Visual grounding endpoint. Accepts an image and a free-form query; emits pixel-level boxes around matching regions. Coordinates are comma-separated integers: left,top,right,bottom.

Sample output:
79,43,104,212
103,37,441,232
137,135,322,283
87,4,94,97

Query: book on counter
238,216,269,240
============
** Instruction **
Shift every bounding-box coordinate in the answers by adding 87 to it, then reproduce all of the rows above, requests included. The numbers elsewhere stay as they are.

** Answer to the problem **
Visual grounding endpoint. Accepts an image and a free-form query; emits pixel-level boxes around matching regions. Coordinates are comma-separated integers: left,top,right,bottom.

Sample output:
79,43,104,212
103,37,441,232
137,135,322,283
87,4,94,97

Query: book on counter
325,303,356,327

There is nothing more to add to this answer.